What you are asked to do
Display every line in the rows below that contains the word "door", copying each such line in full.

Data shown

────

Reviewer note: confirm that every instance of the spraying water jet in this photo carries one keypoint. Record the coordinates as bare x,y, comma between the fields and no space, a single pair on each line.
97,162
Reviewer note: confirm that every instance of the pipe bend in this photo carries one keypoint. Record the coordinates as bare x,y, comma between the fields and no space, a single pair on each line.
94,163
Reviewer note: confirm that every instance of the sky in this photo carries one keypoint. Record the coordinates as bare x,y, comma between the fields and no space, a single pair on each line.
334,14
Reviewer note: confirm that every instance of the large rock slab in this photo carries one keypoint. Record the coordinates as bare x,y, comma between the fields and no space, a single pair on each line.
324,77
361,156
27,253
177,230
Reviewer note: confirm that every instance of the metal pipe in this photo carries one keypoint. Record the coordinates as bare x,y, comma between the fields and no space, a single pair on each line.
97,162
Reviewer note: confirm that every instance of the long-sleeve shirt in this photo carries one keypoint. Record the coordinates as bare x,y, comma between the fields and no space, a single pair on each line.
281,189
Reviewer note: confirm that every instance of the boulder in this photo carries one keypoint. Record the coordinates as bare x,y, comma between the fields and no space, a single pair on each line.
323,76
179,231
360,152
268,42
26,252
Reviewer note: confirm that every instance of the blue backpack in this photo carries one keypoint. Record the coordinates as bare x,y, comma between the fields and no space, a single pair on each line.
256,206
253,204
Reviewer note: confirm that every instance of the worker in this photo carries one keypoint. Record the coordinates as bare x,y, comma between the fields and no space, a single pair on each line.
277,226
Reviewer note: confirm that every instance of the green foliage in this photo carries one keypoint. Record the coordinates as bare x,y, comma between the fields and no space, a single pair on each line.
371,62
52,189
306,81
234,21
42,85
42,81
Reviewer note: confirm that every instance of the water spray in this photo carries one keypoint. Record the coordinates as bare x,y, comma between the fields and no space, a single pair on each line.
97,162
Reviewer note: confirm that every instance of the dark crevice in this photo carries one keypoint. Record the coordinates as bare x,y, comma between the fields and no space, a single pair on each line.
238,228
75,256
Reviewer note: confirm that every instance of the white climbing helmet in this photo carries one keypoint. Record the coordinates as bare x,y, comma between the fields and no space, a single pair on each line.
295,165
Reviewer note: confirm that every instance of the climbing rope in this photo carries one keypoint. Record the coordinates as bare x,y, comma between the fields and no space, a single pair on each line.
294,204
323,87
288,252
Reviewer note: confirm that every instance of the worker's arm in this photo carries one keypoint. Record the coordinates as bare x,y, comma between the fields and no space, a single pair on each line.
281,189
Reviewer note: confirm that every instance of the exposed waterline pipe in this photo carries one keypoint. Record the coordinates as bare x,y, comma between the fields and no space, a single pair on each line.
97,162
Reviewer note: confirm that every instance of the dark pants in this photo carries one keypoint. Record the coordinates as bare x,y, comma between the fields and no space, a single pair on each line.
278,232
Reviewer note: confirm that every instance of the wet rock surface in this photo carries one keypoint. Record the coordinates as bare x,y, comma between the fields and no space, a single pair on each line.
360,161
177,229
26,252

────

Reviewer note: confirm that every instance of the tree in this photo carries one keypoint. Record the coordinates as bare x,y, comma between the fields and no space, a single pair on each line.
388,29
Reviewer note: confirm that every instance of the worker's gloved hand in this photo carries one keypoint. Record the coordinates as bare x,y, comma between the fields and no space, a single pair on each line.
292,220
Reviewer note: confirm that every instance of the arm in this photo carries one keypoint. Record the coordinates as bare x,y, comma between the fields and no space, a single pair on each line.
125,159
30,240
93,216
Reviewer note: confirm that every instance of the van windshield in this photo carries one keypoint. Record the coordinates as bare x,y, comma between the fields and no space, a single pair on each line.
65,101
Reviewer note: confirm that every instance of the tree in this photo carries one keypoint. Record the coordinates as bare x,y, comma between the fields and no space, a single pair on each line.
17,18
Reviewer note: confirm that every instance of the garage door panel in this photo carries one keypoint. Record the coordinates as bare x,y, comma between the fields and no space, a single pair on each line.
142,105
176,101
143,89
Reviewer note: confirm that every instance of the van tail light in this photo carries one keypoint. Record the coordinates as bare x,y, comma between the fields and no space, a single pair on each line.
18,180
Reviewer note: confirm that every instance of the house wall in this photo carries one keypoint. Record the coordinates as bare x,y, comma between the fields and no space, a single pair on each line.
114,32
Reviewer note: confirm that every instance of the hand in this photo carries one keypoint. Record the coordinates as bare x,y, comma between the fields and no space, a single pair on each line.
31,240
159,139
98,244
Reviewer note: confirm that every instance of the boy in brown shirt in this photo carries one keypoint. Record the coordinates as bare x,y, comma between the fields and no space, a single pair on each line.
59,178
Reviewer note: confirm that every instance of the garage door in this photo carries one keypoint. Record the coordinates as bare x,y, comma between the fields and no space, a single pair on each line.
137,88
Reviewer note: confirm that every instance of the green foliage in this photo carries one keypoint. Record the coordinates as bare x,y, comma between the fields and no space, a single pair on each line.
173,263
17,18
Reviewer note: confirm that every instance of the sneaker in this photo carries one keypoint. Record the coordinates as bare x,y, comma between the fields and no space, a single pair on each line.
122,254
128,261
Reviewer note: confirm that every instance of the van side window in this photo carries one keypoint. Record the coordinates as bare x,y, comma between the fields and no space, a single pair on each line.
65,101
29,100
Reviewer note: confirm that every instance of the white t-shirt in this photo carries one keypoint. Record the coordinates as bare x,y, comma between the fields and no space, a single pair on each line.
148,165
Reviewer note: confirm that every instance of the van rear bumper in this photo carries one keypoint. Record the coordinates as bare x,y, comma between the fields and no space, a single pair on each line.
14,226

────

Correct result
Reviewer note: confirm that every instance of the garage door panel in this photo carries one keypoint. Record the coordinates as bare x,y, comma between the fields and no space, a single pair on each line.
Reviewer note: confirm that every instance of the garage door in this photo carries one keypoint. Record the coordinates as bare x,y, comma between the fields and no space, a single pair on each line.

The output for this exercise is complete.